▸ **TASK DIRECTIONS**: This exercise requires an exact copy of each line from the one containing "Exercise. Mark every instance of the stadium facade" down to the last line below.

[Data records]

BEGIN

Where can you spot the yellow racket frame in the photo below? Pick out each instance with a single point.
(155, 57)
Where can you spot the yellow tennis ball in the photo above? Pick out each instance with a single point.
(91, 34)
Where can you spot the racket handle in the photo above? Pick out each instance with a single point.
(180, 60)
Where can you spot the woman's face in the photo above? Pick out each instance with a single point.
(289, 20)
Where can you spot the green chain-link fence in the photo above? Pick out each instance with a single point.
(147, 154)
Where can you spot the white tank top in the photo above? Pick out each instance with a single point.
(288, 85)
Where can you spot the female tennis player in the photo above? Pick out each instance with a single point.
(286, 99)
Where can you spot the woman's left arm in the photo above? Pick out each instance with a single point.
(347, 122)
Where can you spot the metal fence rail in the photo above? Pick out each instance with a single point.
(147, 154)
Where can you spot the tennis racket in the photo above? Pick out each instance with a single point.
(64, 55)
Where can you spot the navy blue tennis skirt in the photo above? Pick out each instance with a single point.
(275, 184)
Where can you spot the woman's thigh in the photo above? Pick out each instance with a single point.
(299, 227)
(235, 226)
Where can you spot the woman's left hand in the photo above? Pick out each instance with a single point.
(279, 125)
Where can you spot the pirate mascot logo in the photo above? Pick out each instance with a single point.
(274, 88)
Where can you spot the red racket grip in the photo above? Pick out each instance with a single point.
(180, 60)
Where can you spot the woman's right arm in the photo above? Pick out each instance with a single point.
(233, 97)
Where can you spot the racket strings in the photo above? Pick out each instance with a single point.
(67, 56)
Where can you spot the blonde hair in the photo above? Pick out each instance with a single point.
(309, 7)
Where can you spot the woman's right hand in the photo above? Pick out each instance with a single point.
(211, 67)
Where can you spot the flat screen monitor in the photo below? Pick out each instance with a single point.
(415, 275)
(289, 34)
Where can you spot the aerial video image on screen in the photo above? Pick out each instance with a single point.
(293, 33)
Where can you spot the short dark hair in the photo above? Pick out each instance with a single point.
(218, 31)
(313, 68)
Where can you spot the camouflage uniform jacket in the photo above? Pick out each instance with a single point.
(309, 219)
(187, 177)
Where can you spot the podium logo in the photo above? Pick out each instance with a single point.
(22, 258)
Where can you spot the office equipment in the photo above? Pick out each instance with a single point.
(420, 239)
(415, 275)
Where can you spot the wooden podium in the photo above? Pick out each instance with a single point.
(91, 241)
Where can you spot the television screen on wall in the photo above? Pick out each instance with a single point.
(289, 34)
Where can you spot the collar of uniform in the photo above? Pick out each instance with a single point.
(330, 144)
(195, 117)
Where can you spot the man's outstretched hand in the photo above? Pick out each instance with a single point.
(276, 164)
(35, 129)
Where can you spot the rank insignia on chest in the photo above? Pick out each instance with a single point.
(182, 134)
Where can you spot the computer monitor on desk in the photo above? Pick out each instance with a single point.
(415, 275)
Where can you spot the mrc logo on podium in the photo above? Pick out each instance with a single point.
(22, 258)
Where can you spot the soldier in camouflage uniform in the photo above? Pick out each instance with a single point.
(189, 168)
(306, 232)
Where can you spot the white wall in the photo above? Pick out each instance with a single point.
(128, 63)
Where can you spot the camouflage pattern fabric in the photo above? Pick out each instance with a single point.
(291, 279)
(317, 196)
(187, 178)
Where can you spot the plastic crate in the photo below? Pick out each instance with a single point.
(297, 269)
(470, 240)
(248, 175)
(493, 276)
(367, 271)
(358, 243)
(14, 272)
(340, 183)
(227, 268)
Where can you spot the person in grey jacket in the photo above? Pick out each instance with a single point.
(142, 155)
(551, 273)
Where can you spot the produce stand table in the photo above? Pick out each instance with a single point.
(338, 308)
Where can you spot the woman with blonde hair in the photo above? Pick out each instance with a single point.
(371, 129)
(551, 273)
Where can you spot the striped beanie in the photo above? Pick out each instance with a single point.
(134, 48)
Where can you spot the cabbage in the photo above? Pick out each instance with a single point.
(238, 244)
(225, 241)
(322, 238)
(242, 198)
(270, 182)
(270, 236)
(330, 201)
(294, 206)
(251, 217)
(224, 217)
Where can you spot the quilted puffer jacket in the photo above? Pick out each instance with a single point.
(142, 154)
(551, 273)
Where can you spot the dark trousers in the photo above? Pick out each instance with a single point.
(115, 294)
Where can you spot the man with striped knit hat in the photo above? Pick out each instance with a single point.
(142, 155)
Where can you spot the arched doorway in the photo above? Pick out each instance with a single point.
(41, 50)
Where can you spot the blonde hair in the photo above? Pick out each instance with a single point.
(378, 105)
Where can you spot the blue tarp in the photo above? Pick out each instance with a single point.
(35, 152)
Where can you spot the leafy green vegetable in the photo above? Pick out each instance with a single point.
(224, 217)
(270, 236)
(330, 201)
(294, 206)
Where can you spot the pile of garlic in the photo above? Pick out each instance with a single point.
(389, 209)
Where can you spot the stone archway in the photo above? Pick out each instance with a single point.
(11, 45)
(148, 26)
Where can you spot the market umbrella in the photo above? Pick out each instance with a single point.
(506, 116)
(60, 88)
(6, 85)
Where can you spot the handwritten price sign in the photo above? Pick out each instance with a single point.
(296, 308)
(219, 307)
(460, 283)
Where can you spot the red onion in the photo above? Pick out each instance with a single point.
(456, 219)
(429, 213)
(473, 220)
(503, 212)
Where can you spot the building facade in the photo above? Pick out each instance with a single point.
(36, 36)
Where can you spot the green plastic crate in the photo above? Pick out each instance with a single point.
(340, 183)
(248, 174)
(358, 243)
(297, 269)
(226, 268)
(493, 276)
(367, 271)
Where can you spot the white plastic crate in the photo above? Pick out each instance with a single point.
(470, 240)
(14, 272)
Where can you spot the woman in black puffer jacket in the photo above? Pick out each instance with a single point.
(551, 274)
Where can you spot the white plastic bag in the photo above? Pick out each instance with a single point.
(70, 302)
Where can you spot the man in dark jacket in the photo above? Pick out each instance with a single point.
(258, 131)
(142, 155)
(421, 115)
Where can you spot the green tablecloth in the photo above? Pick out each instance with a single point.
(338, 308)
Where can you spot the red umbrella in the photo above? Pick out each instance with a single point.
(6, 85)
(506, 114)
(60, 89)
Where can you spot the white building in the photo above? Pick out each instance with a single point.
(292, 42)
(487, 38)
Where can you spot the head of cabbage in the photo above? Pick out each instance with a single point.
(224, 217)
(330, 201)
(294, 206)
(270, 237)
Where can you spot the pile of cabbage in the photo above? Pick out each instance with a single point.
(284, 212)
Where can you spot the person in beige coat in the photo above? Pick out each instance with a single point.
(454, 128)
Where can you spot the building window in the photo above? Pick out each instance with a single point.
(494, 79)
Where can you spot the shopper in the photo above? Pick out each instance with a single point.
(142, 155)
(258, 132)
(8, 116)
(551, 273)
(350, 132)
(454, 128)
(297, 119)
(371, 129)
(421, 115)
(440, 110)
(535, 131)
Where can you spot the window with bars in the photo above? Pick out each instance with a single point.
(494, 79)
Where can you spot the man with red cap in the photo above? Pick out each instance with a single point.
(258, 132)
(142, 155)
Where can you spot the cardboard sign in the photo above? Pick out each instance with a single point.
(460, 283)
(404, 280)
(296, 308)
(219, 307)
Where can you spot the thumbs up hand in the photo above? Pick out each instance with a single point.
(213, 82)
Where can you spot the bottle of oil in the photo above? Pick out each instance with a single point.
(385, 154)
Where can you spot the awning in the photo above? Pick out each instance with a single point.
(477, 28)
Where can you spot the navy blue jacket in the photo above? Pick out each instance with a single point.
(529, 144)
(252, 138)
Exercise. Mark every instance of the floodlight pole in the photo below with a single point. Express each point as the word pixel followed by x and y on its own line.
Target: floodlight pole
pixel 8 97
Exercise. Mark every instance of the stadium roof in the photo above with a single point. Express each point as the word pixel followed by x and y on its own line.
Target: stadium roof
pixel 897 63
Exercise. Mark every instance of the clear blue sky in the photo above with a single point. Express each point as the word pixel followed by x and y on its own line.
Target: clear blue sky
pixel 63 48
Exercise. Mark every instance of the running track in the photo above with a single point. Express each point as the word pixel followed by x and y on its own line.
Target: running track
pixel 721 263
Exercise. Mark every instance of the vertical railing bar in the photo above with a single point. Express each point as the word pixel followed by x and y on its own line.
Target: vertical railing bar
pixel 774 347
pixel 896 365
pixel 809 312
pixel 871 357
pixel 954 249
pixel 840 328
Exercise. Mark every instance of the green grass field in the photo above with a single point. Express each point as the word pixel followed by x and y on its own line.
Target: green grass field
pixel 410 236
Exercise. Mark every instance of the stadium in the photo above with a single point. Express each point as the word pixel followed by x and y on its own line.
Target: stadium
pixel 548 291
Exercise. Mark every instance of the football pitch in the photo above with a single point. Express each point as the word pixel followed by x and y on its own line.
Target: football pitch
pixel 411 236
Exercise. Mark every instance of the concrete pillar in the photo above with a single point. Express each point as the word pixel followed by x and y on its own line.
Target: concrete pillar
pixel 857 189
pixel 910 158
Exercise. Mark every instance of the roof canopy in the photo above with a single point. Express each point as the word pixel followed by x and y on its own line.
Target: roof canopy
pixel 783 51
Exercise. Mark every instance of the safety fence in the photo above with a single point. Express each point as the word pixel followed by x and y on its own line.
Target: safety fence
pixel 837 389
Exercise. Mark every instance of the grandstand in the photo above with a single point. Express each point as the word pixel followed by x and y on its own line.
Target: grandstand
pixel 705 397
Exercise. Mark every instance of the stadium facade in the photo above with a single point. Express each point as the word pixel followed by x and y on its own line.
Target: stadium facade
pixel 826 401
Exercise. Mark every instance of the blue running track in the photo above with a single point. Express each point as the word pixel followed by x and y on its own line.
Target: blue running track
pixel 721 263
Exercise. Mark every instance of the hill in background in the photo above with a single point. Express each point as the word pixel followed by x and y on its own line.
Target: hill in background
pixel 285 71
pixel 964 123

END

▸ **EXERCISE RESULT**:
Exercise. Mark every instance of the stadium facade in the photo above with a single point. Express each point as the word pixel followed by x and y on its own line.
Target: stadium facade
pixel 826 401
Exercise. Mark every instance of the blue running track in the photo above with a single point. Express each point as the word pixel followed by x and y on its own line.
Target: blue running track
pixel 721 263
Exercise. Mark every instance of the hill in background in the photo above with a single point. Express each point as the word pixel followed by x and y on its own line.
Target: hill in background
pixel 285 71
pixel 964 123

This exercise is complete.